Every entry below should be transcribed exactly; pictures stay out of the copy.

Entries from a point annotation set:

◇ ◇ ◇

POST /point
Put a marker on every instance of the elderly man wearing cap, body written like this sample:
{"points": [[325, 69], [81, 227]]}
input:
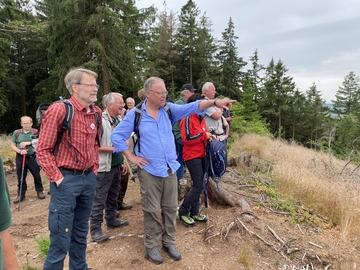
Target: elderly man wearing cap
{"points": [[187, 90]]}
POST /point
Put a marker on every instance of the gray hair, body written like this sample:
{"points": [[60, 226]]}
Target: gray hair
{"points": [[206, 86], [183, 92], [110, 98], [131, 99], [74, 76], [149, 83]]}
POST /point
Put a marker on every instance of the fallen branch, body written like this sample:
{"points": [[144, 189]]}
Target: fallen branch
{"points": [[254, 234], [276, 236], [315, 245]]}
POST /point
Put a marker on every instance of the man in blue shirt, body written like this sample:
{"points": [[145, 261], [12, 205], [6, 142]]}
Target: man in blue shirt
{"points": [[157, 163]]}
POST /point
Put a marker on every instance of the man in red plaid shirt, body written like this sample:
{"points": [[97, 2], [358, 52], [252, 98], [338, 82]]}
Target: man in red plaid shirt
{"points": [[72, 171]]}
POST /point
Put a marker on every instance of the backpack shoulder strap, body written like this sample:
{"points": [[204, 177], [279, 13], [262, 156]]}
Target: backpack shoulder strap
{"points": [[97, 118], [69, 115], [17, 135], [168, 111]]}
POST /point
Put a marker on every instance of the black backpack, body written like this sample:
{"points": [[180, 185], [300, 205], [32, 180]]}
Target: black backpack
{"points": [[217, 157], [137, 119], [69, 115]]}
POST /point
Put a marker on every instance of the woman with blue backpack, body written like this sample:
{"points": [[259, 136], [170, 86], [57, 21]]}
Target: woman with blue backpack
{"points": [[195, 137]]}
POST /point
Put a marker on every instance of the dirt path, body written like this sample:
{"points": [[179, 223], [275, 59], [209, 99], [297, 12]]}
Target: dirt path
{"points": [[240, 250]]}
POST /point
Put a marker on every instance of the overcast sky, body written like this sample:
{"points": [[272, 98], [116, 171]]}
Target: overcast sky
{"points": [[318, 41]]}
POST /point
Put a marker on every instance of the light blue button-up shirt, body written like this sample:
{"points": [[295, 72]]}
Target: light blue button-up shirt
{"points": [[156, 138]]}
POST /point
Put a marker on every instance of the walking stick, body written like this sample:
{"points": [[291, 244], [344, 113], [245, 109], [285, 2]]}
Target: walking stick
{"points": [[22, 179], [133, 178]]}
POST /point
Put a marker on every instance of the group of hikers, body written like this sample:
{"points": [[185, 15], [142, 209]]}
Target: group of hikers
{"points": [[88, 188]]}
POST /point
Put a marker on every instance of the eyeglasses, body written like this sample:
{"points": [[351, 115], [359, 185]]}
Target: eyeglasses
{"points": [[90, 85], [160, 93]]}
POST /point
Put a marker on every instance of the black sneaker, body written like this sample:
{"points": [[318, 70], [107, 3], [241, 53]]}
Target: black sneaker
{"points": [[99, 237], [118, 223], [173, 252], [19, 199], [188, 221], [154, 255], [40, 194], [200, 217]]}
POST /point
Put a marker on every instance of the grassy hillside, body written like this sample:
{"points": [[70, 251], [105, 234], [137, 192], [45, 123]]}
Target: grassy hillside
{"points": [[314, 179]]}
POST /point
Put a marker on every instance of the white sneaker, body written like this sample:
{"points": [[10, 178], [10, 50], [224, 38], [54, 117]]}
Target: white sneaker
{"points": [[182, 182]]}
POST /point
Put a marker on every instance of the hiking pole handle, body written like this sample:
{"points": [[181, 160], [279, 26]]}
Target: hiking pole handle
{"points": [[129, 168], [21, 180]]}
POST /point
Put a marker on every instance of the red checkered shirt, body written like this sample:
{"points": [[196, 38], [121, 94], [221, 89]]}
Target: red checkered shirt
{"points": [[79, 153]]}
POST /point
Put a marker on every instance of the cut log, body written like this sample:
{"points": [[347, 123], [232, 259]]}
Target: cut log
{"points": [[220, 195]]}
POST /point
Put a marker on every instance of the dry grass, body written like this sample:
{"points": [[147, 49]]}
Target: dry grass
{"points": [[310, 178]]}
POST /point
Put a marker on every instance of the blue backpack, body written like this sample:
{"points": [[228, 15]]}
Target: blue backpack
{"points": [[217, 155]]}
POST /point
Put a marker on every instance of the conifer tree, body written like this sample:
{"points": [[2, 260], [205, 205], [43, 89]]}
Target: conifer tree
{"points": [[348, 96]]}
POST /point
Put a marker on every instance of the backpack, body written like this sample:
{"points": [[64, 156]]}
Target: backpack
{"points": [[217, 157], [69, 115], [137, 119], [19, 131]]}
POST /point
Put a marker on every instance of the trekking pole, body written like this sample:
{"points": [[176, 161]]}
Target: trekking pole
{"points": [[21, 179], [133, 178]]}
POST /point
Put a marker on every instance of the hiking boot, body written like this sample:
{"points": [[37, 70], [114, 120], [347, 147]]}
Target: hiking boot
{"points": [[173, 252], [118, 223], [40, 194], [154, 255], [124, 206], [99, 237], [200, 217], [188, 221], [19, 199]]}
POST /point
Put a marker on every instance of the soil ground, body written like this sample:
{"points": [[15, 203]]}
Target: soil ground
{"points": [[293, 246]]}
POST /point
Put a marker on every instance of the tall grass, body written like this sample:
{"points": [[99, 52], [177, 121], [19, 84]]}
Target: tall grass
{"points": [[311, 178]]}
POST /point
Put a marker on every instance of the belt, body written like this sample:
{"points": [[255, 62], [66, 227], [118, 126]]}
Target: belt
{"points": [[76, 172]]}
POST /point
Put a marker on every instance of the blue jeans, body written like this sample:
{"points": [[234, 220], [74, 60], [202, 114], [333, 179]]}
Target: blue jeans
{"points": [[158, 193], [190, 204], [69, 211]]}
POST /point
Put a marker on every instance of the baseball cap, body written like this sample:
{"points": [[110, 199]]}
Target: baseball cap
{"points": [[189, 87]]}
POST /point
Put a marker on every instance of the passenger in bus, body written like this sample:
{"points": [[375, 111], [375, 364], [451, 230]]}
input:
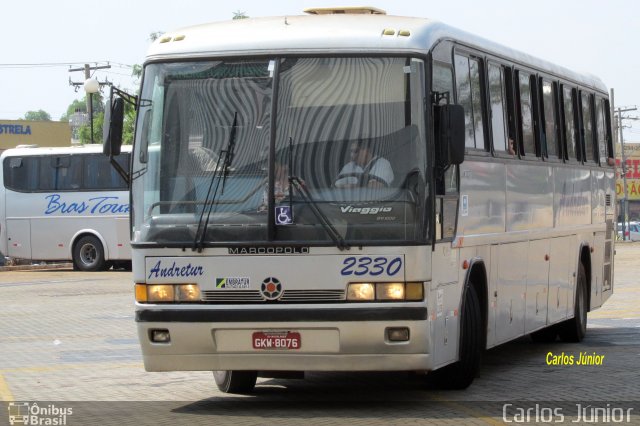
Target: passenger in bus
{"points": [[365, 168], [512, 147], [280, 186]]}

◇ ◇ ◇

[CORRECT ANSWER]:
POST /point
Put a marker on every instance of the elderly man wearing cap, body written like this sample:
{"points": [[325, 69], [81, 227]]}
input:
Target: elderly man wearing cap
{"points": [[187, 90]]}
POST /point
Put a marker on every instance of the gray hair, body written like this sample:
{"points": [[60, 226]]}
Target: gray hair
{"points": [[206, 86], [183, 92], [110, 98], [131, 99], [74, 76], [149, 83]]}
POST /point
Put a marker on every instance of the fallen branch, body written like this sample:
{"points": [[144, 189]]}
Target: fallen branch
{"points": [[254, 234], [276, 236], [315, 245]]}
POST /point
Put a marker on every instance of the man in blue shirt, body written like this sample:
{"points": [[145, 261], [12, 205], [6, 142]]}
Target: man in blue shirt
{"points": [[157, 163]]}
POST /point
Put a marker on every instance of the man in red plaid shirt, body written like this sample:
{"points": [[97, 2], [358, 52], [252, 98], [338, 82]]}
Target: man in red plaid shirt
{"points": [[72, 171]]}
POST /point
Put a marker on every instance of the backpack shoulder strap, body written like this sample:
{"points": [[204, 177], [279, 13], [262, 156]]}
Target: backpack shoulder strap
{"points": [[97, 118], [69, 115], [17, 135], [168, 111]]}
POST /point
Put a marker on every instance of the black backpack, body written like this sample:
{"points": [[180, 185], [300, 205], [32, 180]]}
Target: black backpack
{"points": [[217, 157], [137, 119], [69, 115]]}
POST /point
Put a marker on every instance of the woman with blue backpack, body written like this sample:
{"points": [[259, 136], [170, 86], [57, 21]]}
Target: woman with blue backpack
{"points": [[195, 137]]}
POST /point
Put a marker on every instance of the dirt path, body written like this sample:
{"points": [[179, 223], [275, 59], [209, 99], [297, 12]]}
Target: dirt path
{"points": [[240, 250]]}
POST /point
Put a marker on every instance of the overcast sky, body written like this sample:
{"points": [[272, 98], [116, 171]]}
Target: overcast sky
{"points": [[318, 41]]}
POST /point
Put a marker on every instance of the light blue button-up shirt, body written like this sample:
{"points": [[295, 72]]}
Target: light blue button-up shirt
{"points": [[156, 138]]}
POST /point
Put a marker on every instance of the walking stick, body written like this sample:
{"points": [[291, 244], [344, 113], [245, 109], [285, 2]]}
Target: walking stick
{"points": [[22, 179], [133, 178]]}
POST /point
Put a marker on every instance of the group of hikers, body written like this sample:
{"points": [[185, 15], [142, 209]]}
Target: group of hikers
{"points": [[88, 188]]}
POST /point
Put a marker on every instance of the eyeglasses, body written like this sample:
{"points": [[351, 115], [359, 185]]}
Target: eyeglasses
{"points": [[90, 85], [160, 93]]}
POST /point
Put a marker on every instance of the black sneaker, body written like this sample:
{"points": [[318, 70], [107, 3], [241, 53]]}
Target: black sneaker
{"points": [[99, 237], [118, 223], [173, 252], [19, 199], [188, 221], [154, 255], [40, 194], [200, 217]]}
POST /point
Put a marker on every instance of the grassy hillside, body written like this sample:
{"points": [[70, 251], [105, 234], [137, 192], [45, 123]]}
Target: grassy hillside
{"points": [[314, 179]]}
POST /point
Put a marker on every instance of the white sneaker, body written like this sample:
{"points": [[10, 178], [10, 50], [224, 38], [54, 117]]}
Target: white sneaker
{"points": [[182, 182]]}
POST /point
Put a marker on every instance of the hiking pole handle, body written like this sample:
{"points": [[181, 160], [279, 26]]}
Target: hiking pole handle
{"points": [[129, 168], [21, 180]]}
POST /point
Put a marker on every instance of the red checkered shirt, body written like this sample:
{"points": [[196, 38], [121, 94], [221, 89]]}
Target: red checkered shirt
{"points": [[79, 153]]}
POST /point
Put a marker on every instance of the cut log, body written like this sample:
{"points": [[347, 123], [232, 259]]}
Target: cut log
{"points": [[220, 195]]}
POST /point
Put a marker on every instance of the dry grass, body written like this sample:
{"points": [[147, 49]]}
Target: dry grass
{"points": [[310, 178]]}
POST /point
Put a marker on every instance of the blue backpack, body written like this sample:
{"points": [[228, 15]]}
Target: blue backpack
{"points": [[217, 155]]}
POST /point
Put a marker on every instance of the conifer tree, body written like this sample:
{"points": [[2, 260], [205, 205], [43, 89]]}
Target: conifer tree
{"points": [[348, 96]]}
POST /point
Put a marker on every instance of the backpack, body written like this sample:
{"points": [[64, 156]]}
Target: backpack
{"points": [[217, 157], [69, 115], [137, 119], [19, 131]]}
POST /point
Put a marker on every instance of the trekking pole, body written like this sample:
{"points": [[176, 161]]}
Target: trekking pole
{"points": [[21, 179], [133, 178]]}
POST /point
Put a marker on every instance of the hiking boot, body written like this sample:
{"points": [[37, 70], [114, 120], [347, 147]]}
Target: hiking boot
{"points": [[173, 252], [118, 223], [40, 194], [154, 255], [124, 206], [99, 237], [200, 217], [188, 221], [19, 199]]}
POST /point
Put a marker on every instance of the soil ground, body written like this sample:
{"points": [[15, 203]]}
Target: soil ground
{"points": [[293, 246]]}
POST /point
Put a marker on every instance of the tall grass, body written like this sample:
{"points": [[99, 52], [177, 121], [19, 84]]}
Target: tall grass
{"points": [[311, 178]]}
POST /point
Put a marker on every instance of the belt, body written like this sample:
{"points": [[255, 62], [66, 227], [118, 126]]}
Target: belt
{"points": [[76, 172]]}
POST /point
Put a marker on every instance of the blue jeans, body written like this sample:
{"points": [[234, 220], [74, 60], [202, 114], [333, 179]]}
Target: blue jeans
{"points": [[158, 193], [190, 204], [69, 211]]}
POST /point
Put a marker on every instance of the baseball cap, body written like this sample:
{"points": [[110, 199]]}
Target: baseball cap
{"points": [[189, 87]]}
POST /point
Put a marker on every instance of the passenger in bus, body written like this sample:
{"points": [[375, 111], [375, 364], [451, 230]]}
input:
Target: passenger in bus
{"points": [[365, 168], [512, 147], [280, 186]]}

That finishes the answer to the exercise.